*** Dataset extract ***
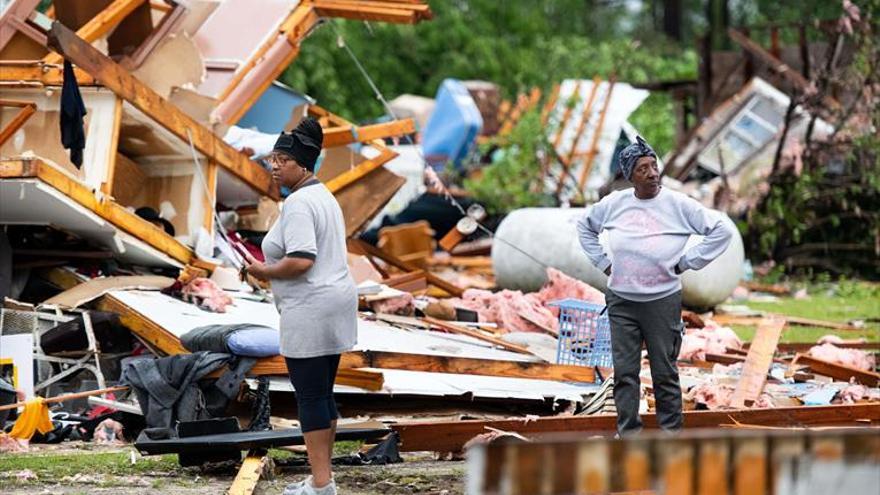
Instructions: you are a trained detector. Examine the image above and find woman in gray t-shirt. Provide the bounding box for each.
[246,118,357,495]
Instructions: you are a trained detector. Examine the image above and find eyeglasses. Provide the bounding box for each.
[267,153,294,166]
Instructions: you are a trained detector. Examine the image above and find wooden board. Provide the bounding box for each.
[251,351,596,383]
[349,239,464,297]
[391,404,880,452]
[730,318,785,407]
[0,160,195,264]
[424,316,532,356]
[226,453,272,495]
[791,354,880,388]
[49,22,278,199]
[331,167,406,237]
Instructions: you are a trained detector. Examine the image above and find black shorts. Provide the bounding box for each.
[284,354,340,433]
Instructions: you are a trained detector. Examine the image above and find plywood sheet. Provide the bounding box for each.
[0,88,116,189]
[336,167,406,237]
[109,290,538,362]
[0,178,181,267]
[43,275,174,308]
[132,34,204,99]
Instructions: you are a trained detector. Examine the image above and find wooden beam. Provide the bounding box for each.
[43,0,146,64]
[101,97,122,196]
[349,239,464,297]
[49,21,279,199]
[0,99,37,145]
[391,404,880,452]
[324,119,416,148]
[251,351,596,383]
[791,353,880,388]
[727,28,840,110]
[0,160,195,264]
[578,76,617,193]
[423,316,534,356]
[314,0,432,24]
[97,294,384,390]
[730,318,785,408]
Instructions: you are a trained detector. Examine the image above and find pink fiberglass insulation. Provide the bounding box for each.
[809,344,877,371]
[678,320,742,361]
[451,268,605,332]
[181,277,233,313]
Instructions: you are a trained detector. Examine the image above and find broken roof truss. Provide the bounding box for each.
[0,0,431,266]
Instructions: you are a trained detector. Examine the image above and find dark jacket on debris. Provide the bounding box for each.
[122,352,256,438]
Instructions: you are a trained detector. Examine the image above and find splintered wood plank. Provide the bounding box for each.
[697,439,730,495]
[730,318,785,407]
[392,404,880,456]
[733,437,767,495]
[791,353,880,387]
[331,162,412,238]
[349,238,464,297]
[323,119,416,148]
[423,316,533,356]
[49,21,279,199]
[226,455,270,495]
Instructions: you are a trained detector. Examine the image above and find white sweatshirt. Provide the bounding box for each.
[578,188,733,302]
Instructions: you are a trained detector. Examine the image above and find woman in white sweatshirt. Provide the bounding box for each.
[578,137,733,436]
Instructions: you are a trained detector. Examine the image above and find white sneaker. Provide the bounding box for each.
[282,476,336,495]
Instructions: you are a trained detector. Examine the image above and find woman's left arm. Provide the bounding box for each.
[247,254,315,280]
[247,201,318,280]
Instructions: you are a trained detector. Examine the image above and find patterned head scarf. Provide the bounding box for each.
[619,136,657,180]
[272,117,324,172]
***
__Written exercise__:
Rewrite the lines from the one with "shorts. Provide the bounding box for each." through the one with "[284,354,340,433]" as a numbered list, leaving out any blank lines.

__Solution to this problem__:
1. Instructions: you are a trained detector. Examine the image above and find black shorts. Provide the bounding box for each.
2. [284,354,340,433]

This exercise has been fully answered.